• WHAT YOU SHOULD DO
Reproduce every record precisely, leaving no line out.

• DATA

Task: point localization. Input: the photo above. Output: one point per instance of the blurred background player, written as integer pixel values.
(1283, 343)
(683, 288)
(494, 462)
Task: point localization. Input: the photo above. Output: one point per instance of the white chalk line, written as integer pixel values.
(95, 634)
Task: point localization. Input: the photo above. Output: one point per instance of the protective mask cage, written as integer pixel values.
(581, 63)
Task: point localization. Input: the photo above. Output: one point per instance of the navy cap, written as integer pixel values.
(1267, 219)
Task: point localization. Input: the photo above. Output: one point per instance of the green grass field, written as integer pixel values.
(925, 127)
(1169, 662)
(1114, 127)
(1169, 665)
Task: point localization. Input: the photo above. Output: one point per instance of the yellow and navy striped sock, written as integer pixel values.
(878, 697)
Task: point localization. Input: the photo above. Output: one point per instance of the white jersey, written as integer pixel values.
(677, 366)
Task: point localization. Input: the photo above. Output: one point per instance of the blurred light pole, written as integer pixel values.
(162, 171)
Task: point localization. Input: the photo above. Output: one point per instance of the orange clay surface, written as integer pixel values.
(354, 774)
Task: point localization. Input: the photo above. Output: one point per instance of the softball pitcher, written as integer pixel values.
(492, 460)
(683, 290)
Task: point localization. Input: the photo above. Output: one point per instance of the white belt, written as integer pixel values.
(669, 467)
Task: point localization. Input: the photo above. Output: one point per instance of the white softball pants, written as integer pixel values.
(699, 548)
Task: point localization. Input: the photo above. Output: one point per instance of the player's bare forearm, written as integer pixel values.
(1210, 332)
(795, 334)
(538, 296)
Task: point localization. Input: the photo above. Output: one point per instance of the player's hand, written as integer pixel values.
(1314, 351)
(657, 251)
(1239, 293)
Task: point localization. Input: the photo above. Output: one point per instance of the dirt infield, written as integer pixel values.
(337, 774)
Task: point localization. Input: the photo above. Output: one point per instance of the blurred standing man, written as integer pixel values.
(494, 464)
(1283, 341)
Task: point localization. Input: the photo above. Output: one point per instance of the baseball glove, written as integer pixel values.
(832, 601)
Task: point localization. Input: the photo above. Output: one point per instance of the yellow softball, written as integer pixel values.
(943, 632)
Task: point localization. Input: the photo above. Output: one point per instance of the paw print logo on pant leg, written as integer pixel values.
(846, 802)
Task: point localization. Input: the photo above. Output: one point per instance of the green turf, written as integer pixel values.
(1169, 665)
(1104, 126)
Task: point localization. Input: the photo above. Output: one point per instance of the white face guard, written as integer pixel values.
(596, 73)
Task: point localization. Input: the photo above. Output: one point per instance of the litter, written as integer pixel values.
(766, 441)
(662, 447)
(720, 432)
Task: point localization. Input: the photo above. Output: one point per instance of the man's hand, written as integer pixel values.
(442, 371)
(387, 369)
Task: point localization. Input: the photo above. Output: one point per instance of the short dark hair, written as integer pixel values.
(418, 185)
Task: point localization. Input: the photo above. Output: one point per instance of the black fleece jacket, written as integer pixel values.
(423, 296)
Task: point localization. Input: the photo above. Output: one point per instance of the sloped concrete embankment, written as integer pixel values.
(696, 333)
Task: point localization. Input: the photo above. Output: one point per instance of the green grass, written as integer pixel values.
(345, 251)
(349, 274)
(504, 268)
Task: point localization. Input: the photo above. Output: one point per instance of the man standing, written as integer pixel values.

• SOLUTION
Task: point localization. Input: the photo above. Output: one point per instance of the blurred background player, written as integer pixel values.
(1283, 343)
(683, 288)
(494, 462)
Task: point localization. Input: the photo above. Output: one point per instance of the white chalk line, written as integer pixel values.
(95, 634)
Task: point localization. Input: the photo above. Output: one point per instance of the protective mask cage, written as integer pixel values.
(581, 63)
Task: point localization. Input: the photo above. Output: one point per instance of the navy cap, written as integer pixel values.
(1267, 219)
Task: point localization. Input: the photo above. Output: one point per instance of the green grass field, written as integer pixel values.
(925, 127)
(1169, 662)
(1114, 127)
(1169, 665)
Task: point localization. Input: the photo above. Output: one point per instance of the yellow and navy striped sock, written as integer pixel values.
(878, 697)
Task: point localization. Input: the photo above. Output: one point per instance of the white jersey, written as integer pixel values.
(677, 366)
Task: point localization. Input: the photo above. Output: one point per instance of the blurred light pole, written as integer pixel values.
(162, 171)
Task: point localization. Input: the photo above. Output: one point per instance of the orange clay surface, written as integer pixel values.
(354, 774)
Task: point localization. Input: the photo above. Output: one point per instance of the softball pitcher, written as integer pixel values.
(492, 460)
(683, 290)
Task: point localization. Input: the photo above. Output: one point per instance of the white belt, written as integer pixel values.
(669, 467)
Task: point localization. Input: the photo above. Output: one point per instance of the white softball pants, written as integer pixel values.
(699, 548)
Task: point localization. Input: the photo above. Output: one point per instance of the player's bare forearm, written as integer pixel values.
(1210, 332)
(795, 334)
(538, 296)
Task: point localization. Input: the photo above. Output: one point per instance of the player's hand, written as integer pixel values.
(1314, 351)
(657, 251)
(1239, 293)
Task: point localization. Input: the photo above. Output: one point per instance of the dirt infield, written as integer pixel values.
(337, 774)
Task: point localization. Input: the photo above. Output: one point per instance of the blurred standing man, written as integer pixel values.
(494, 464)
(1283, 341)
Task: point localization. Input: the photo above. Output: one point per instance of the baseball glove, written as integer pixel values.
(832, 601)
Task: point localization. Input: the photo above. Output: one point per instance of the yellow softball, written as integer pixel values.
(943, 632)
Task: point localization. Input: the photo above. Output: one point per instance of the paw print logo on pant leg, written as integer pixel values.
(846, 802)
Task: point localization. Input: the photo above. Output: one point per instance of the green turf, written as integer pixel values.
(1169, 665)
(1104, 126)
Task: point localization. Input: the photo above. Output: one point per instance of the white face guard, written as integer pixel values.
(596, 73)
Task: point localization. Input: the photo above. Output: one point per instance of the litter, written as integer pixel values.
(766, 441)
(662, 447)
(720, 432)
Task: point localization. Input: the photo above. Output: one point per instance of the man's hand, written as integer pixel values.
(442, 371)
(387, 369)
Task: point localization. Input: the photo above. Output: one point per instance of the short dark hair, written as integer pixel values.
(418, 185)
Task: point localization. Input: the photo above. Output: one point per instance of the black fleece jacket, written as integer pixel values.
(423, 296)
Task: point localization. Input: the photo above. Output: one point per instance of the sloped concrete embankment, written as integer pixel values.
(696, 333)
Task: point localization. Input: the photo above. Output: one point per instance of the green grass, written as integer pixel values.
(345, 251)
(349, 274)
(504, 268)
Task: point localization. Input: the photo above. Output: one point per instance of the man standing, written as integer pixel values.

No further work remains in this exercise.